◆ **DO THIS**
Count the lines in the material below that contain the string "stone". Reply with the number alone.

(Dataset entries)
= = =
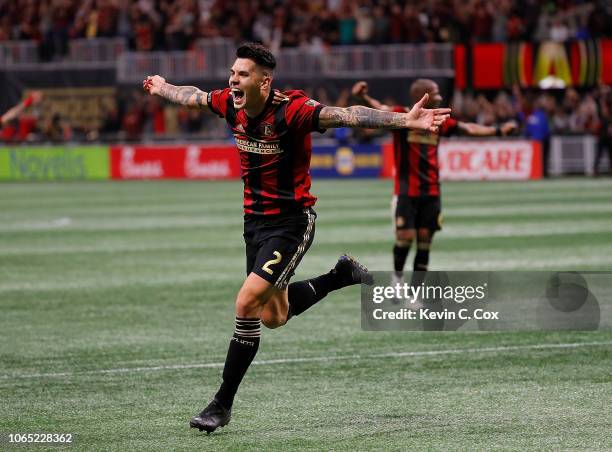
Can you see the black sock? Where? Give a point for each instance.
(420, 267)
(304, 294)
(400, 253)
(243, 348)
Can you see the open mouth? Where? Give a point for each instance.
(237, 94)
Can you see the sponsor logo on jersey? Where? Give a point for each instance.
(258, 147)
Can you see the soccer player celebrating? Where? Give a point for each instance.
(417, 188)
(273, 139)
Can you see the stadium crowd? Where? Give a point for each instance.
(136, 117)
(176, 24)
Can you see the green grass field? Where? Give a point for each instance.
(117, 306)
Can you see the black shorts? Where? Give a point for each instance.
(276, 244)
(418, 212)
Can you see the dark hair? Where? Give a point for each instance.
(258, 53)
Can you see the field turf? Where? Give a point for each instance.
(117, 307)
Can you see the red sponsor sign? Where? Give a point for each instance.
(175, 162)
(489, 160)
(481, 160)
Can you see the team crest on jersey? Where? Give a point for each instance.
(267, 130)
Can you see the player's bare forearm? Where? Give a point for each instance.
(374, 103)
(13, 113)
(189, 96)
(362, 117)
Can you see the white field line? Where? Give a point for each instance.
(193, 218)
(353, 357)
(346, 234)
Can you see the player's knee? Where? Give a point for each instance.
(404, 237)
(248, 303)
(424, 238)
(272, 320)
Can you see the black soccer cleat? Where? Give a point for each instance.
(352, 272)
(211, 418)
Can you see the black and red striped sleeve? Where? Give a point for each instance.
(217, 101)
(303, 113)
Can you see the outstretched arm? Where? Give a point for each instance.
(16, 111)
(360, 91)
(364, 117)
(188, 96)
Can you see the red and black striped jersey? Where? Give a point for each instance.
(275, 150)
(416, 158)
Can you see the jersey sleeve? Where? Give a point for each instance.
(217, 101)
(449, 127)
(303, 113)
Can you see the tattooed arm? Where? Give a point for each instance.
(189, 96)
(364, 117)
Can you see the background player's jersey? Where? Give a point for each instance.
(275, 149)
(416, 159)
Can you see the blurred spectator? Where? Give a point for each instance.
(176, 24)
(604, 141)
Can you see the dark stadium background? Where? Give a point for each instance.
(116, 297)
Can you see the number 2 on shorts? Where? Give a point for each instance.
(266, 266)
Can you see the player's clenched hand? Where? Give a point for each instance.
(360, 89)
(508, 127)
(427, 118)
(152, 84)
(279, 97)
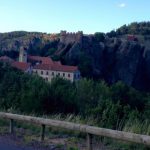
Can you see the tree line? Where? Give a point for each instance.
(109, 105)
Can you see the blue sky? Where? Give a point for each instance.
(90, 16)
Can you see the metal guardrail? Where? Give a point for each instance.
(89, 130)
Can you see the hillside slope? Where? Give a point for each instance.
(113, 56)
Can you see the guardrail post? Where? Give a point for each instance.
(89, 141)
(11, 127)
(42, 132)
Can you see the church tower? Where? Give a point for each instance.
(22, 55)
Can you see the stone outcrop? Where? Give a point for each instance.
(113, 59)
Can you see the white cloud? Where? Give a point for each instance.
(122, 5)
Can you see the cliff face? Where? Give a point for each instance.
(111, 59)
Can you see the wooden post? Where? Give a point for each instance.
(11, 127)
(42, 132)
(89, 141)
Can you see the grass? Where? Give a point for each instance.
(73, 138)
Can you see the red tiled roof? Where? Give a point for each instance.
(44, 60)
(6, 59)
(62, 68)
(21, 65)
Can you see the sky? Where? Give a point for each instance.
(89, 16)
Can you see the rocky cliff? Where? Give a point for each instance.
(98, 56)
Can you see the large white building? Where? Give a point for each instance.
(46, 68)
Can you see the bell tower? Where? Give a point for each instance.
(22, 55)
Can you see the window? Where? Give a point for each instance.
(78, 75)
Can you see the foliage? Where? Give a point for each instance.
(111, 106)
(135, 28)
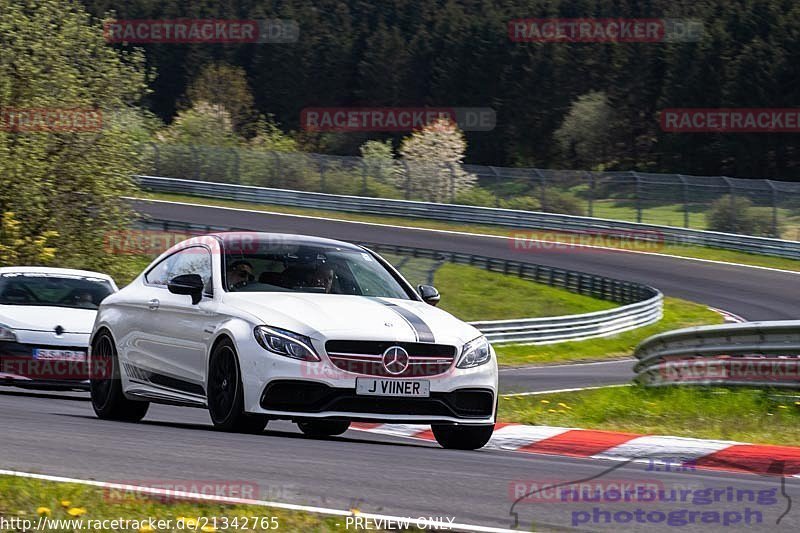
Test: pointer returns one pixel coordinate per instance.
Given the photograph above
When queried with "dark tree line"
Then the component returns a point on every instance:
(457, 53)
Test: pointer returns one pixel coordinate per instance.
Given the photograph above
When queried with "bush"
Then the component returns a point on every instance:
(476, 196)
(737, 215)
(555, 201)
(523, 203)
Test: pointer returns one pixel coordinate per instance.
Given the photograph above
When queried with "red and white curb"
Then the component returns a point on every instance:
(730, 318)
(706, 454)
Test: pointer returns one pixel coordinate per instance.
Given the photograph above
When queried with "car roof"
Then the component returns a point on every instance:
(235, 238)
(54, 271)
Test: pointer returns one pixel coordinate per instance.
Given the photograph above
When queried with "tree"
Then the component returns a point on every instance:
(226, 86)
(433, 158)
(584, 133)
(70, 177)
(199, 144)
(204, 124)
(378, 160)
(736, 214)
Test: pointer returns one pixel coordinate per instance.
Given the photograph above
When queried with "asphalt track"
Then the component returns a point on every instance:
(57, 434)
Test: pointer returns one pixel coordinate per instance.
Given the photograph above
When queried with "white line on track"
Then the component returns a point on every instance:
(567, 365)
(419, 522)
(537, 393)
(465, 233)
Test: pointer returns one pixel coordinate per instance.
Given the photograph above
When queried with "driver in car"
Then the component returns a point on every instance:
(240, 273)
(323, 277)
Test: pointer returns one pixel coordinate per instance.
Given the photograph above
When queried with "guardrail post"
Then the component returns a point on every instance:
(156, 158)
(685, 186)
(276, 171)
(322, 166)
(543, 192)
(408, 178)
(452, 182)
(496, 186)
(775, 232)
(236, 163)
(196, 159)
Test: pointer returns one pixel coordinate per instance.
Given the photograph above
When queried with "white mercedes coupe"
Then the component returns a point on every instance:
(258, 326)
(46, 317)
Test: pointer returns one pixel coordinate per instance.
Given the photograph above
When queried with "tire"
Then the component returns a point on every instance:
(225, 393)
(463, 437)
(323, 428)
(108, 400)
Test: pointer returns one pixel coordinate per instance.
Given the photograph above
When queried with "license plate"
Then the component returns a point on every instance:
(393, 387)
(46, 354)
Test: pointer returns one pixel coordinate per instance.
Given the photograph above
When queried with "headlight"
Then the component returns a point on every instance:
(475, 353)
(7, 334)
(284, 342)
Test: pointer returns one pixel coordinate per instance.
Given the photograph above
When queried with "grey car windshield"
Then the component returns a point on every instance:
(267, 266)
(53, 290)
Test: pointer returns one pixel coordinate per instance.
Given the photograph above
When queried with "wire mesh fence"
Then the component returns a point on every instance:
(745, 206)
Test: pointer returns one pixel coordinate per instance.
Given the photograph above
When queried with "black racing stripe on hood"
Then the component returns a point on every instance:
(424, 333)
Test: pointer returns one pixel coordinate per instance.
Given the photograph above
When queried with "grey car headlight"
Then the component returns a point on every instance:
(7, 334)
(286, 343)
(475, 353)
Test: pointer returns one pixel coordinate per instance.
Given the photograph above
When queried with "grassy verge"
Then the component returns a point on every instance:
(31, 499)
(677, 314)
(474, 294)
(697, 252)
(745, 415)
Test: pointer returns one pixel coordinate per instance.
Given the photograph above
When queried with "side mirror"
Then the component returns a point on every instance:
(190, 284)
(429, 294)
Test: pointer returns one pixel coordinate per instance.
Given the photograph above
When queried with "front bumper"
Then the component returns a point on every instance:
(285, 388)
(302, 399)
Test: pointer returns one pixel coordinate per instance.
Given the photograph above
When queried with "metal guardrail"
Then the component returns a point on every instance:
(641, 305)
(476, 215)
(646, 197)
(764, 354)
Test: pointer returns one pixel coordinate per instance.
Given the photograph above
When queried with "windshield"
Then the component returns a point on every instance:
(296, 267)
(53, 290)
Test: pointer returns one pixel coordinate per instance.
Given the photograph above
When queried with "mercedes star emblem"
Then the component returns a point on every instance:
(395, 360)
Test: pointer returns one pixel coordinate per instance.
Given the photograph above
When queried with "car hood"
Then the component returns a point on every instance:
(46, 318)
(328, 316)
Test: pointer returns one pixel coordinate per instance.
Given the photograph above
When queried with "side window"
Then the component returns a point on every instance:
(159, 274)
(196, 260)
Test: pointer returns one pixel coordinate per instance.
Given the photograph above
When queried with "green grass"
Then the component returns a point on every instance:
(30, 499)
(474, 294)
(698, 252)
(745, 415)
(677, 314)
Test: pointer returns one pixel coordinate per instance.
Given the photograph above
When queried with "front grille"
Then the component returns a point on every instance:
(366, 357)
(310, 397)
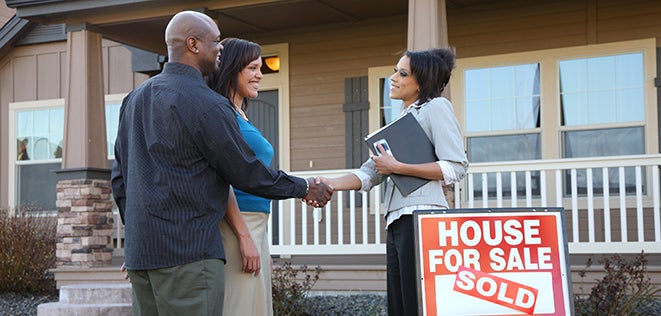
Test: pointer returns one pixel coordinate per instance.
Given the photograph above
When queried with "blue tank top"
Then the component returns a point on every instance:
(264, 151)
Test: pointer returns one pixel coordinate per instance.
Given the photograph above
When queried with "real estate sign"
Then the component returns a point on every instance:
(493, 262)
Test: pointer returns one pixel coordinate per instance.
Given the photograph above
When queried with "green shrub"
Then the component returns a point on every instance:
(27, 251)
(626, 289)
(290, 291)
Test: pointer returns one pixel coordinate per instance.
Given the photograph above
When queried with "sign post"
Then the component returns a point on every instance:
(493, 262)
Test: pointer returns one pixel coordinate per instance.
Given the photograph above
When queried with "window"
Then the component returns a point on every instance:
(588, 101)
(383, 109)
(503, 119)
(37, 128)
(603, 112)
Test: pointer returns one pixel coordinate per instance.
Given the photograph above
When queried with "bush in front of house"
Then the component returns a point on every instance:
(626, 289)
(27, 251)
(290, 290)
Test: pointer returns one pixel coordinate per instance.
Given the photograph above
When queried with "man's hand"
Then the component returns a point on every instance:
(319, 194)
(250, 262)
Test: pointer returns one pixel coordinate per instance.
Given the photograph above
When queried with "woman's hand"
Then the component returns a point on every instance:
(385, 163)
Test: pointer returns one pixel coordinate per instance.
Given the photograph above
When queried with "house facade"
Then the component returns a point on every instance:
(563, 85)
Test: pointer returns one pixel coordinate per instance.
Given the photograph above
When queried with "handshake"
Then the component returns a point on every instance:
(320, 192)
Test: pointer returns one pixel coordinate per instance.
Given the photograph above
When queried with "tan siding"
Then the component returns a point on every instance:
(39, 72)
(513, 26)
(5, 13)
(25, 71)
(120, 77)
(48, 75)
(320, 59)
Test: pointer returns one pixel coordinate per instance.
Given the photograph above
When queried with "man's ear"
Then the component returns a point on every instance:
(191, 44)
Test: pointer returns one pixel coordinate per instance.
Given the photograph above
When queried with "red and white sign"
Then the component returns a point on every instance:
(496, 263)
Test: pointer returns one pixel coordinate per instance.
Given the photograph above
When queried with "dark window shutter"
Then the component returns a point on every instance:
(356, 123)
(657, 83)
(356, 108)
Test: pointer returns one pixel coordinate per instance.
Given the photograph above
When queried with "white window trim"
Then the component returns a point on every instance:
(12, 163)
(550, 87)
(374, 76)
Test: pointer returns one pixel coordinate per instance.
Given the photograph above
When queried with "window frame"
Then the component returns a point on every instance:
(550, 110)
(16, 107)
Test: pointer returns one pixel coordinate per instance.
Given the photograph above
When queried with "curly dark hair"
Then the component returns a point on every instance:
(432, 68)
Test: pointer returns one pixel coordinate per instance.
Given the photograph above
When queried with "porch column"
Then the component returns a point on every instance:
(84, 199)
(428, 24)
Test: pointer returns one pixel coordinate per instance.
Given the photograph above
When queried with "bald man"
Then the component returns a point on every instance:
(178, 149)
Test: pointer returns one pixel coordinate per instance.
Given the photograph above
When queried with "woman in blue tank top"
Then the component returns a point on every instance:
(247, 290)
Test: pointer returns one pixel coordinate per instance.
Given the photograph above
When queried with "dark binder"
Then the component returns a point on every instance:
(408, 143)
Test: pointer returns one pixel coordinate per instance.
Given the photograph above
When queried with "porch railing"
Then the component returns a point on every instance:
(611, 206)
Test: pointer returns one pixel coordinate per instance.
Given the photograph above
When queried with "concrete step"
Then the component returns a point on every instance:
(90, 300)
(62, 309)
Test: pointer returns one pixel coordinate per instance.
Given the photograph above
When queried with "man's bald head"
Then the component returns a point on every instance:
(185, 34)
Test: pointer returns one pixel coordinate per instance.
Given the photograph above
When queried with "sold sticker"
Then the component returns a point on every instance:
(497, 290)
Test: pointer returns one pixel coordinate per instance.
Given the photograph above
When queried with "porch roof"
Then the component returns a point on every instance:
(140, 23)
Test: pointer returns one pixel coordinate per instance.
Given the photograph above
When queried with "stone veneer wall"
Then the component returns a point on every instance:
(84, 223)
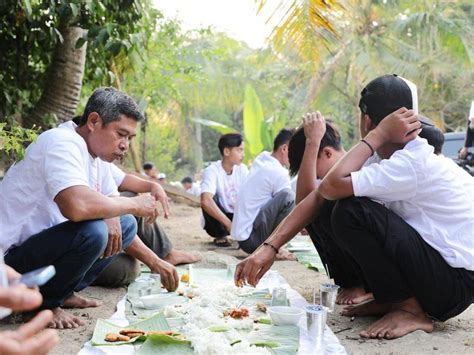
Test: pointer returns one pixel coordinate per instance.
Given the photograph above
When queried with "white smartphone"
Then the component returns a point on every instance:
(36, 277)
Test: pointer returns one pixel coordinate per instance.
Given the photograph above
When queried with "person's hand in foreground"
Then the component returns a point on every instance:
(168, 273)
(462, 153)
(114, 245)
(252, 268)
(30, 338)
(159, 194)
(399, 127)
(314, 126)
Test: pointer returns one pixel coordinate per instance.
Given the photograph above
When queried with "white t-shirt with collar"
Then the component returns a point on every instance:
(225, 186)
(267, 177)
(57, 160)
(430, 193)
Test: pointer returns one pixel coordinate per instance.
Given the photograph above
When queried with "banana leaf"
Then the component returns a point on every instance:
(163, 344)
(282, 339)
(156, 323)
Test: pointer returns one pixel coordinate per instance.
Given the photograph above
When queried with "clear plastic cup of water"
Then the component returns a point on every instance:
(328, 295)
(4, 312)
(279, 297)
(315, 323)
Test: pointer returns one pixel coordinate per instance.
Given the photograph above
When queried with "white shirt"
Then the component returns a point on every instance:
(225, 186)
(430, 193)
(267, 177)
(195, 189)
(57, 160)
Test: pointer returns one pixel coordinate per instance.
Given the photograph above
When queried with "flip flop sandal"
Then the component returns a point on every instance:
(222, 242)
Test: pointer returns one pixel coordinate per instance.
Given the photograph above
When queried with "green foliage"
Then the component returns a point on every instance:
(31, 30)
(14, 138)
= = =
◆ **REPLY TO THE TASK**
2